──────── Data extracts ────────

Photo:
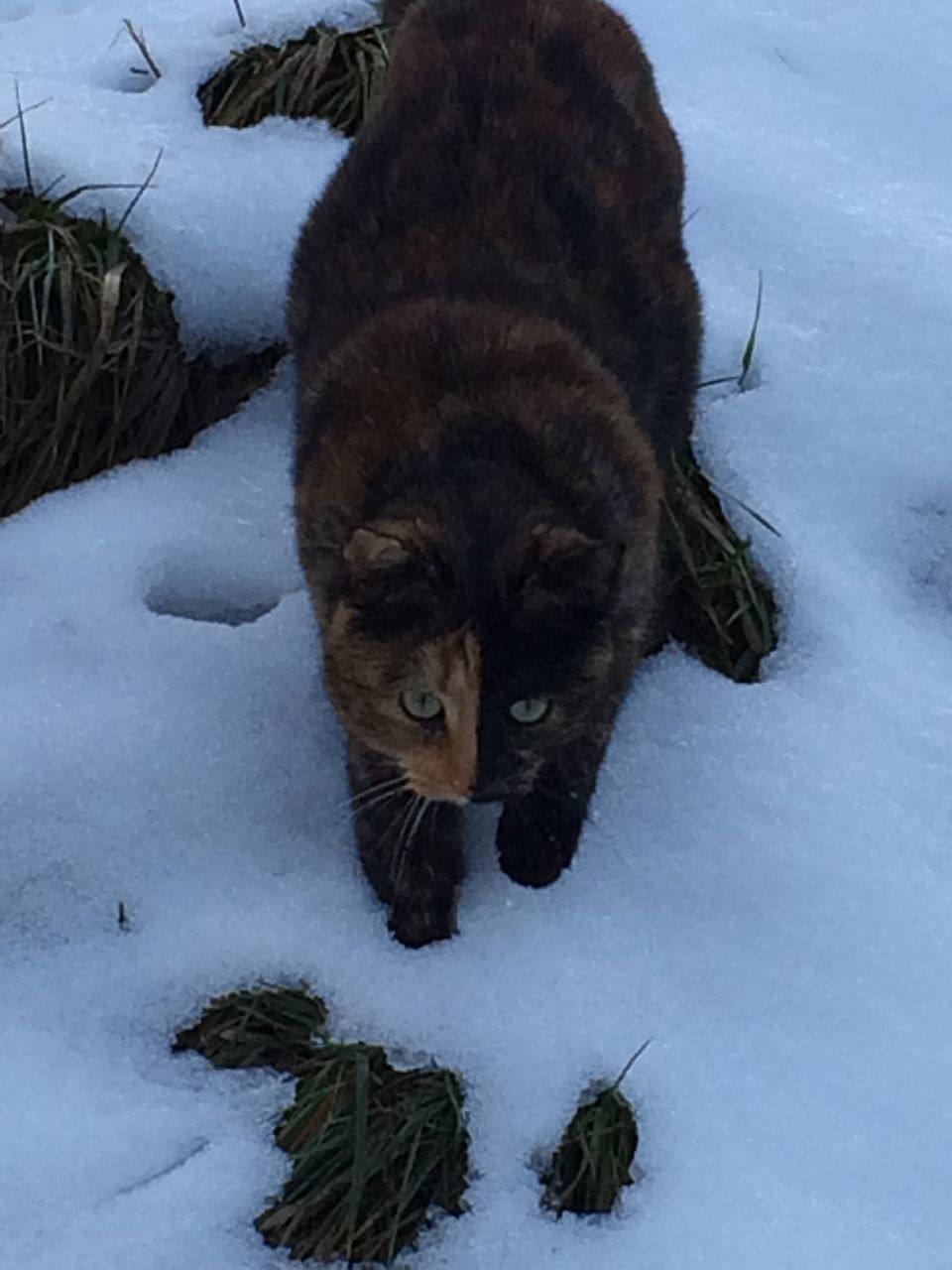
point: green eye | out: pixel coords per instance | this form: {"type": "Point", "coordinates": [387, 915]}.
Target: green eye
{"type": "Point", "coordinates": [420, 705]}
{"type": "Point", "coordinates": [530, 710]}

────────
──────── Data extracts ────────

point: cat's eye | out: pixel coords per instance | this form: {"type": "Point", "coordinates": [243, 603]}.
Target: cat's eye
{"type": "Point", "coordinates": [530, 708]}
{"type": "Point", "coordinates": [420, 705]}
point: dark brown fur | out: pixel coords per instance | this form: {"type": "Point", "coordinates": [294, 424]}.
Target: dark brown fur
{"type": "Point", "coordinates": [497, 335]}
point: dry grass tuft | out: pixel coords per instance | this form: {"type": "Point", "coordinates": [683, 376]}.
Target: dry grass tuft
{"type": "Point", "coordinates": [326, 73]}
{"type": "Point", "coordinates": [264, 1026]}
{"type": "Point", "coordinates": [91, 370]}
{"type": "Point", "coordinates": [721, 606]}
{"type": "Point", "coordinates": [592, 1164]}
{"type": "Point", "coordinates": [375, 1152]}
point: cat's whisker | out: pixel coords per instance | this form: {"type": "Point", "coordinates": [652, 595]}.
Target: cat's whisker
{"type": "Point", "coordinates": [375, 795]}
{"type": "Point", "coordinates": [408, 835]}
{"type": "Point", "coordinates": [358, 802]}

────────

> **Task prompt**
Write out every line of the preceding listing that contains "form".

> **Output below**
point: green eye | out: pixel coords per instance | this form: {"type": "Point", "coordinates": [387, 915]}.
point: cat's eye | out: pixel coords per instance | this form: {"type": "Point", "coordinates": [243, 603]}.
point: dark brown fur | out: pixel coords per instance | this form: {"type": "Point", "coordinates": [294, 424]}.
point: dry grass tuft | out: pixel coords per instance | this form: {"type": "Point", "coordinates": [683, 376]}.
point: cat's whisker | out: pixel coords per instance | this form: {"type": "Point", "coordinates": [652, 595]}.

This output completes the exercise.